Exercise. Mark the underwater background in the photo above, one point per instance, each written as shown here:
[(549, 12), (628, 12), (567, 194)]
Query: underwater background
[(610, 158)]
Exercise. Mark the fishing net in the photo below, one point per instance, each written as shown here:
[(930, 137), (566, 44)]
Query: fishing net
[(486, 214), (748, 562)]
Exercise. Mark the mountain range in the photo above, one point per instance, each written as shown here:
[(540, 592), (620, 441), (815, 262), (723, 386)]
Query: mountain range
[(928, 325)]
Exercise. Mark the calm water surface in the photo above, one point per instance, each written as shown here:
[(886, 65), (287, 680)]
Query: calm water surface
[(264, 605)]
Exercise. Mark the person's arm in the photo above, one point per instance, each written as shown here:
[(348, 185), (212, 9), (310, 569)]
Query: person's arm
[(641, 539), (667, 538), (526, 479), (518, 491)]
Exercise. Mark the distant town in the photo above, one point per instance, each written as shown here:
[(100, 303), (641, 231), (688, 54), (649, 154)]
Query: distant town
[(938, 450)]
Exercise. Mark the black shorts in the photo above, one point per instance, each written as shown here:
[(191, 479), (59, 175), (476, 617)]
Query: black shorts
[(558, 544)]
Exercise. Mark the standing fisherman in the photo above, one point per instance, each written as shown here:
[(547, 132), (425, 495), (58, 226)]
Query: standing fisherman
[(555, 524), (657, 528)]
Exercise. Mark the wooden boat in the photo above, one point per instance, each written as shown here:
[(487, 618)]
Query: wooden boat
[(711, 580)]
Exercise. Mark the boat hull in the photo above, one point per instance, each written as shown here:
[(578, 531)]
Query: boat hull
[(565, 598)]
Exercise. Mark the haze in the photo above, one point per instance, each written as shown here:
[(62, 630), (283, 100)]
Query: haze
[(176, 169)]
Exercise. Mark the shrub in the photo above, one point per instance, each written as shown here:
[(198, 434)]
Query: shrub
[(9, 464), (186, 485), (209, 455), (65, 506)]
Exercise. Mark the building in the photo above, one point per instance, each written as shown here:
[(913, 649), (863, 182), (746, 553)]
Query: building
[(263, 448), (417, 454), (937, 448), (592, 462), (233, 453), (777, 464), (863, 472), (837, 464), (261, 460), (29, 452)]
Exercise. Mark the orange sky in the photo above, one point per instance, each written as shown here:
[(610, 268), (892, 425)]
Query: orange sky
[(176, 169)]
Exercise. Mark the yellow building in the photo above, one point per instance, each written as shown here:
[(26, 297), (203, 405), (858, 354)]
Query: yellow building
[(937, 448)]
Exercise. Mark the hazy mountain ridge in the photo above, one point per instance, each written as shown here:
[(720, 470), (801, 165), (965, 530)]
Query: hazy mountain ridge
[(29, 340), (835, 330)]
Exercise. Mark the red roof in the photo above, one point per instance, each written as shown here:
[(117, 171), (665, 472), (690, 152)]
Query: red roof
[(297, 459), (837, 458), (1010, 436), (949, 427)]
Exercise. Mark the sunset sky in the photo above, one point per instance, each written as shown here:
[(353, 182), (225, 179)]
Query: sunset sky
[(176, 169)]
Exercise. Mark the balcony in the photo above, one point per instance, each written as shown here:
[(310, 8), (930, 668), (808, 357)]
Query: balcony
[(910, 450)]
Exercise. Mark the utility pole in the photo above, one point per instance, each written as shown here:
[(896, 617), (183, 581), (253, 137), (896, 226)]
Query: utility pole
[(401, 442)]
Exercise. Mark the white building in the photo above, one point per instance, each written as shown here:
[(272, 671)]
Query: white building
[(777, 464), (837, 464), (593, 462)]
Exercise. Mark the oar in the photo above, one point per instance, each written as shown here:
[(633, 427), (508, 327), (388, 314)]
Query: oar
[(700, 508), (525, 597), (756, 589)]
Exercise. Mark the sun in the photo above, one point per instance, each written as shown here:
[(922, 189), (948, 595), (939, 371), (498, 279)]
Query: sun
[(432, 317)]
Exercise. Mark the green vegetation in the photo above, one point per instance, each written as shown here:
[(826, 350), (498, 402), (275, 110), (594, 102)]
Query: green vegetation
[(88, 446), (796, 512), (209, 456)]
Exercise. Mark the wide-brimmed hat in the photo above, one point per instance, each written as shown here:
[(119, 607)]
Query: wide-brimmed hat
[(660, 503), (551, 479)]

----------------------------------------

Set task >>
Nothing in the listing may be changed; retype it all exactly.

Result of the exercise >>
Exercise. Mark the underwater background in the photo above, one point per instance, each written as shown here:
[(549, 12), (628, 12), (567, 194)]
Query: underwater background
[(610, 158)]
Exercise. Mark the fishing net in the photo below, one point per instance, each written as shown here:
[(930, 137), (566, 44)]
Query: fishing net
[(486, 214), (748, 562)]
Exercise. Mark the mountain range in the photo above, one point per instance, each written as shown here:
[(540, 592), (620, 441), (815, 262), (723, 386)]
Query: mountain range
[(928, 325)]
Exercise. Mark the calm water surface in the photo above, one point per instance, each written as shown here:
[(886, 65), (287, 680)]
Query: calm water surface
[(264, 605)]
Exercise. Mark the person's arm in the photo above, one point per instance, each written as shown here:
[(348, 185), (212, 9), (310, 569)]
Query: person's arm
[(641, 539), (667, 538), (526, 479), (518, 491)]
Exercise. Mark the distant town in the photo above, one point per instance, each written as shown here:
[(100, 303), (641, 231), (688, 54), (649, 154)]
Query: distant town
[(938, 450)]
Exercise. Mark the black shorts in the photo above, one point per instance, each written as shown here:
[(191, 479), (59, 175), (476, 617)]
Query: black shorts
[(558, 544)]
Exercise. Mark the standing fisherman in the photo above, one point per instance, each written as shown here:
[(547, 132), (425, 495), (58, 226)]
Query: standing fisherman
[(555, 524), (657, 528)]
Exercise. Mark the wooden boat in the photo above, one point per instance, each written as shown here:
[(487, 618)]
Query: wooden boat
[(711, 580)]
Exercise. Mark the boat hull in the photo above, one point per instance, each written as shown here:
[(578, 531)]
Query: boat hull
[(565, 598)]
Exercise. Mark the haze in the photo above, one point per instance, each written as shown here:
[(62, 630), (283, 100)]
Query: haze
[(176, 169)]
Exercise. Mark the shrub in the photo above, one point per instance, each written as shown here:
[(198, 434)]
Query: shrub
[(9, 464), (186, 485), (209, 455), (65, 506)]
Exercise. Mark the building in the photo above, one point per instance, each written as shown here:
[(913, 649), (863, 182), (746, 553)]
Query: building
[(263, 448), (417, 454), (937, 448), (592, 462), (233, 453), (777, 464), (863, 472), (837, 464), (261, 460), (29, 452)]
Exercise. Mark the orange sky in the photo above, one point per instance, each written as shown here:
[(610, 268), (892, 425)]
Query: orange sky
[(176, 169)]
Exercise. Mark the yellow building in the photo above, one point per instance, each written as shown here:
[(26, 297), (203, 405), (858, 354)]
Query: yellow building
[(937, 448)]
Exercise. Mark the hazy mountain ridge in the photo above, one point per instance, each written as shown here:
[(720, 470), (801, 165), (965, 530)]
Query: hazy mountain ridge
[(29, 340), (835, 330)]
Exercise. Mark the red roof in the photo above, one point per instance, each written as shown here:
[(117, 171), (665, 472), (690, 152)]
Query: red roof
[(297, 459), (837, 458), (1010, 436), (949, 427)]
Exercise. Mark the sunset sky in the photo above, one point per instance, each written as shown here:
[(353, 182), (225, 179)]
Query: sunset sky
[(176, 169)]
Exercise. Mark the balcony in the photo above, one point per instance, each written as shown here:
[(310, 8), (930, 668), (808, 357)]
Query: balcony
[(910, 450)]
Exercise. Mark the utility pole in the photo above, one point per instance, each written as shown here:
[(896, 617), (183, 581), (253, 137), (896, 226)]
Query: utility pole
[(401, 442)]
Exercise. Mark the white building in the photo above, one point per instance, each written as shown here:
[(272, 671)]
Query: white building
[(777, 464), (837, 464), (593, 462)]
Exercise. Mark the oar in the photo above, one point per instance, each written as shown here:
[(633, 427), (508, 327), (388, 314)]
Query: oar
[(700, 508), (525, 597), (756, 589)]
Exercise. Mark the sun in the photo above, one point per instance, each written as shown here:
[(922, 189), (948, 595), (939, 371), (498, 279)]
Query: sun
[(432, 317)]
Exercise. Mark the green vegetation in the photo above, one point per instance, each written as shown here:
[(826, 350), (498, 402), (275, 110), (594, 102)]
Query: green vegetation
[(88, 446), (796, 512), (209, 456)]
Exercise. Mark the wide-brimmed hat in the photo above, one point per instance, each written as shown here:
[(119, 607)]
Query: wide-brimmed hat
[(660, 503), (551, 479)]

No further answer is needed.